Work instructions:
(1) Transcribe a passage from the yq feature notes, beginning at the words "Implement pipes between" and ending after "select( .foo.bar ) | .fuzz.".
(2) According to the yq feature notes, why does yq currently choke on input such as BAR/NONE? Answer in one to three sentences.

Text provided:
------------------------------------------------------------

This requires that we implement the two binary tri-value comparison operators cmp and <=>. We provide the values to CMP_EXPR as $a and $b, so numeric sorting becomes:

sort( $a <=> $b, .foo )

And reverse sorting becomes:

sort( $b cmp $a, .foo )

I'm not sure if I like all that this implies ($a/$b being special, what does sort( $a cmp $b ) do, reverse sorting is implicit rather than an explicit reverse() function), and the implementation of the CMP_EXPR will be interesting bordering on clever. I do like the cmp/<=> operators though.

It appears that VAL_EXPR will make an implied Schwartzian Transform, which is nice. sort( $a.baz cmp $b.baz, .foo ) will be possible, though it would be better expressed as simply sort( .foo.baz ). Same with sort( length( $a ) <=> length( $b ) ) being better expressed as sort( $a <=> $b, length( .foo ) ).

Allow quoted strings

yq currently chokes on input like BAR/NONE, since / is not \w. Use Text::Balanced maybe?

length( EXPR )

Get the length of the result of the given EXPR. Should perform exactly as jq's function.

support frontmatter

We should support frontmatter as a document format, putting the markdown in the "content" key.

This may or may not do what I wish: allow queries over a Statocles site.

Implement pipes between expressions

EXPR1 | EXPR2 should give the result of EXPR1 as the document for EXPR2.

This makes if .foo.bar then .fuzz else empty simpler via select( .foo.bar ) | .fuzz.

I'm starting to wonder if if EXPR then EXPR else EXPR is even necessary... I suppose as the most general case, it is...

------------------------------------------------------------

[Items from a dataset]
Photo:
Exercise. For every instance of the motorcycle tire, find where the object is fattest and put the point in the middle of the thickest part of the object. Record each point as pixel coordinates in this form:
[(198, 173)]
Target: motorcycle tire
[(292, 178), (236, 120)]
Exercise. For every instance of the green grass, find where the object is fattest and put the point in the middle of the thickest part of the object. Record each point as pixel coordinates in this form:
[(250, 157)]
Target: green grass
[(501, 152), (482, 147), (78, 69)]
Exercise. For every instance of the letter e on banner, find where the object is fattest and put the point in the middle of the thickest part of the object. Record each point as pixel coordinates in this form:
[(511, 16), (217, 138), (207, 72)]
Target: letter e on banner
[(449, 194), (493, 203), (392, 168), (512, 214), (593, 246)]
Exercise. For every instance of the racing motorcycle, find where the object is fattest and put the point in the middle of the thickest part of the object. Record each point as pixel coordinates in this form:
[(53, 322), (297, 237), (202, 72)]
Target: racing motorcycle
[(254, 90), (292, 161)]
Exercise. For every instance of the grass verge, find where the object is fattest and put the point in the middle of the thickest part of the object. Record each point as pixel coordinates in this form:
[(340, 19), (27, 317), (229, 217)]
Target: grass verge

------------------------------------------------------------

Expected outputs:
(1)
Implement pipes between expressions

EXPR1 | EXPR2 should give the result of EXPR1 as the document for EXPR2.

This makes if .foo.bar then .fuzz else empty simpler via select( .foo.bar ) | .fuzz.

(2) The / character in BAR/NONE is not a \w character, so yq cannot handle it.